It is my favorite religious season on earth. 40+ days before Easter and 40+ days after to Pentecost.
For me it is the time when God is listening to my prayers and answering them, watching over me and protecting me, teaching me and helping me with others to understand what is going on in His world. He is always doing these things but during these days He is seemingly more present.
I had a tragic family life which left a great scar across my psyche, body and spirit. The loss of my father and a series of people near me or influential to me would have ended my life very early if it were not for my faith in Christ and His spiritual ability to find me and heal me over and make life worthwhile.
The lessons and practices and words of the Christian faith saved my life literally and cause great miracles to happen to help me flourish in the face of terrible evil. I have written poems, a book and painted paintings of my grief, damage, and fears which all helped. But there was nothing like following my faith, being baptised, participating in communion, receiving gifts of the Holy Spirit, listening to other Christians and especially pastors. All have helped to civilize me, settle me into the faith. But most of all is the immediate comfort of reading the Bible and prayer.

--- TASK LIST ---
a: Answer these from the reflection above:
(i) Up to which feast does the season extend after Easter?
(ii) Which family member's loss does the writer name?
(iii) What does the writer say helped most of all?
b: In the reflection, what does the writer list after "But there was nothing like"? Give each item.

--- INFORMATION GIVEN ---
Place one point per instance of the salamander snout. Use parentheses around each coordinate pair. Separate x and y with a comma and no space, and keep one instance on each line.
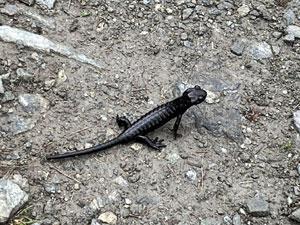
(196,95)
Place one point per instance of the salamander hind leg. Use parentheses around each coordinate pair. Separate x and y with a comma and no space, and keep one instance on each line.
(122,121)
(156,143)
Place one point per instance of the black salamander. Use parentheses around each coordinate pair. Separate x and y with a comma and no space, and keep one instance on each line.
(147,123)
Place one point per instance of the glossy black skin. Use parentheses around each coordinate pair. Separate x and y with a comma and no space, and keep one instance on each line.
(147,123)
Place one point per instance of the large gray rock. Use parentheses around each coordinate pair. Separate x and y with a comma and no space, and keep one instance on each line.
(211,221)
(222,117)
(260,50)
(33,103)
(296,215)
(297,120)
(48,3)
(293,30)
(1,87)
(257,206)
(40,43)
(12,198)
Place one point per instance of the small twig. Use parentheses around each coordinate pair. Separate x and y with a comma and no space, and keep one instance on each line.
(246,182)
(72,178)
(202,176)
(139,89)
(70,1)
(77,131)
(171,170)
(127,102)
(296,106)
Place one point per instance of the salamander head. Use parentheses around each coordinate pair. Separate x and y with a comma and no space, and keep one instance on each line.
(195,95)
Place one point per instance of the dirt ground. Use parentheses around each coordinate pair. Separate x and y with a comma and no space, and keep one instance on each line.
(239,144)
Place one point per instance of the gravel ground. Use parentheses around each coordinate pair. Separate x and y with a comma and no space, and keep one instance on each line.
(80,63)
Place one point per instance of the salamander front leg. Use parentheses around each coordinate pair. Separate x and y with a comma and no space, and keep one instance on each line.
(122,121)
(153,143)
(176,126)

...

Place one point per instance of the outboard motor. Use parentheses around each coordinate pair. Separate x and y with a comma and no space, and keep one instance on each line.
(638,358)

--

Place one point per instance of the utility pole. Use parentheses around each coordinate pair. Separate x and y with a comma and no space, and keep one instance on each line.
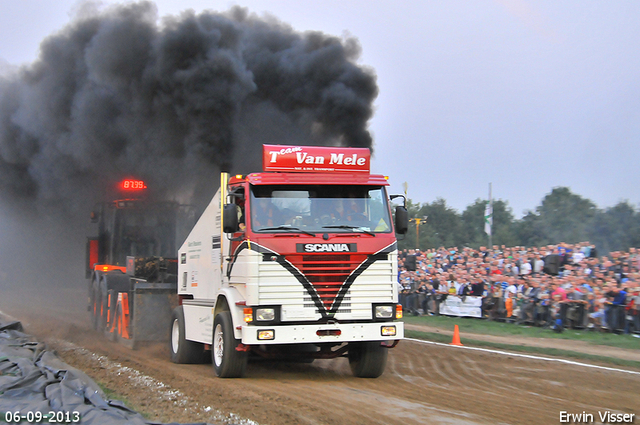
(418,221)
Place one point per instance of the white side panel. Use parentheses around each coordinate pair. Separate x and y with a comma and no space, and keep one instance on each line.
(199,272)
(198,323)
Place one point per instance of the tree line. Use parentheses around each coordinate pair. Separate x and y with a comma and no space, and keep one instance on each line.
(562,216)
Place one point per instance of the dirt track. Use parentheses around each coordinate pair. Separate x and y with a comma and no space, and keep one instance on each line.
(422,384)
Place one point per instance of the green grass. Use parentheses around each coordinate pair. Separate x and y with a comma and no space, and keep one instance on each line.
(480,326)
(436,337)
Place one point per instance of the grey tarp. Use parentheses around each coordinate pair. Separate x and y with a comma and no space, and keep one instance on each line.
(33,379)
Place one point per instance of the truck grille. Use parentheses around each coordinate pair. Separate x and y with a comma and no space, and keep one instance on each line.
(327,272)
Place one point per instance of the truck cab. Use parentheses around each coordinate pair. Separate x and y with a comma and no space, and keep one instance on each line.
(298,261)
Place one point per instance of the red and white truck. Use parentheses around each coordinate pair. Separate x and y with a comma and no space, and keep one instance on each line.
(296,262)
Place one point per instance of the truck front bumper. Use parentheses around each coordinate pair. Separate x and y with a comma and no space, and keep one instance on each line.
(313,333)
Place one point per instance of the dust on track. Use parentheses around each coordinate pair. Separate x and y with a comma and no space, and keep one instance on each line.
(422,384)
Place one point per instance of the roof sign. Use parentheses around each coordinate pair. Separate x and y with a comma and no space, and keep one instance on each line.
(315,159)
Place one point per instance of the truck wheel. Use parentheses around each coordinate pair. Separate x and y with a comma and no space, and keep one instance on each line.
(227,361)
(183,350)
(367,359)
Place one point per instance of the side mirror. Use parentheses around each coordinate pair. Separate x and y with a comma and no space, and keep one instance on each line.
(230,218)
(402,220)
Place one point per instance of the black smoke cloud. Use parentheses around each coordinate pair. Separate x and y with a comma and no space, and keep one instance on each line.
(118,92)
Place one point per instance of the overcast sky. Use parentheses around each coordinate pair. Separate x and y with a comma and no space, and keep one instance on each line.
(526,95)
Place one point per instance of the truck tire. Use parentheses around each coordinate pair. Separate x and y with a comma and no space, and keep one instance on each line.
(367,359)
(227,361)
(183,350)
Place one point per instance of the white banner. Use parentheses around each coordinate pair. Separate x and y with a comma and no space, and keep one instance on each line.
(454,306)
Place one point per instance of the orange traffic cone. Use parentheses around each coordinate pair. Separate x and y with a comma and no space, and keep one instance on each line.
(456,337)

--- TASK-BY-TASK ANSWERS ---
a:
(i) Pentecost
(ii) The writer's father
(iii) The immediate comfort of reading the Bible and prayer

b:
- Following my faith
- Being baptised
- Participating in communion
- Receiving gifts of the Holy Spirit
- Listening to other Christians and especially pastors